§ What you are asked to do: Your answer must be an exact transcription of the data, with every picture omitted.
────────────────────
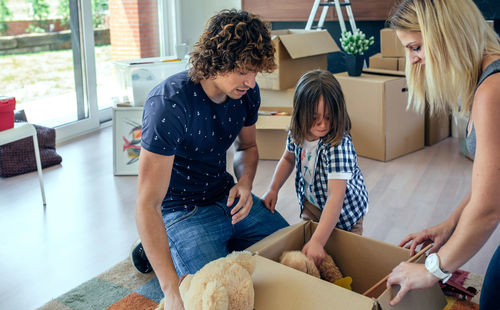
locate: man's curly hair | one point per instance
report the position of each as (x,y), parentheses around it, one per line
(232,40)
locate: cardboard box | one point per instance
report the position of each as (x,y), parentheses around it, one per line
(272,130)
(401,63)
(135,78)
(382,127)
(377,61)
(390,46)
(7,107)
(297,51)
(437,127)
(366,260)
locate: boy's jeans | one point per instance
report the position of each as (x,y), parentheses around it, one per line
(198,235)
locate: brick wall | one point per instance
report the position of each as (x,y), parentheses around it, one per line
(133,29)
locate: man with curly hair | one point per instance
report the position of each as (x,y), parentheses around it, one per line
(189,210)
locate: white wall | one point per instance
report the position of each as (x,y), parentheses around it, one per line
(195,13)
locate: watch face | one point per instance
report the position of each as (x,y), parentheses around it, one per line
(432,261)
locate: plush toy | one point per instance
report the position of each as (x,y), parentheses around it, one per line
(222,284)
(327,271)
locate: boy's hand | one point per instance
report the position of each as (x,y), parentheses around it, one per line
(269,199)
(314,250)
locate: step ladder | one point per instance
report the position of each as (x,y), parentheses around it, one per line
(326,5)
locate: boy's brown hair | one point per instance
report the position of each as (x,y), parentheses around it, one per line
(311,87)
(232,40)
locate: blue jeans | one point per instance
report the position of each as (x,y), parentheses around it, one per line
(490,298)
(198,235)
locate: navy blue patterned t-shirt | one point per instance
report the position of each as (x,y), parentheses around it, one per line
(179,119)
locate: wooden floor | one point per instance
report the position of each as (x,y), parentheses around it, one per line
(88,224)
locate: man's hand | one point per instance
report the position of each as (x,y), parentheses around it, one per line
────────────────────
§ Your response:
locate: man's curly hair | one point per instance
report the position of each as (x,y), parentheses around it, one per line
(232,40)
locate: cardboard box | one point per instance
report the position of each as (x,y), parentheses around it, one per line
(272,130)
(401,63)
(135,78)
(382,127)
(377,61)
(390,46)
(7,107)
(297,51)
(437,127)
(366,260)
locate: boy's jeans | one point per instance
report the position of each as (x,y), parentheses around it, one per line
(198,235)
locate: brick wall | one point per instance
report the position of each as (x,y), parentheses around it, one per line
(133,29)
locate: man with curly hair | one point per instance
report the position of each as (x,y), parentheses around it, one per line
(189,210)
locate: white wall | one point per instance
report the position of each as (x,y), parentheses around it, one per line
(195,13)
locate: watch face | one point per instance
report the position of each as (x,y), parentheses around it, one per line
(432,261)
locate: plush toy | one point per instance
report the position of each as (x,y), parentheses around it, one per line
(222,284)
(327,271)
locate: boy's hand | one point per instance
report the position of each as (x,y), parentheses around it, one per line
(269,199)
(314,250)
locate: step ladder | one point per instance
report the position of each as (x,y), parentheses around it, one per line
(326,5)
locate: boy's brown hair | one point per instance
report the position of each as (x,y), parentheses around it, one per line
(311,87)
(232,40)
locate: blue jeans | one point per instance
report the position of each as (x,y), parentheses around it, one per line
(490,298)
(198,235)
locate: navy blue patterned t-shirt | one point per instance
report the position of each as (x,y), parentheses around it, one per line
(179,119)
locate: wooden floor | one point per instance
report the position of each as (x,y), parentheses around it, one per line
(88,224)
locate: man's hand | one point per instance
report the position of each as (x,y), parentheses around it, one per line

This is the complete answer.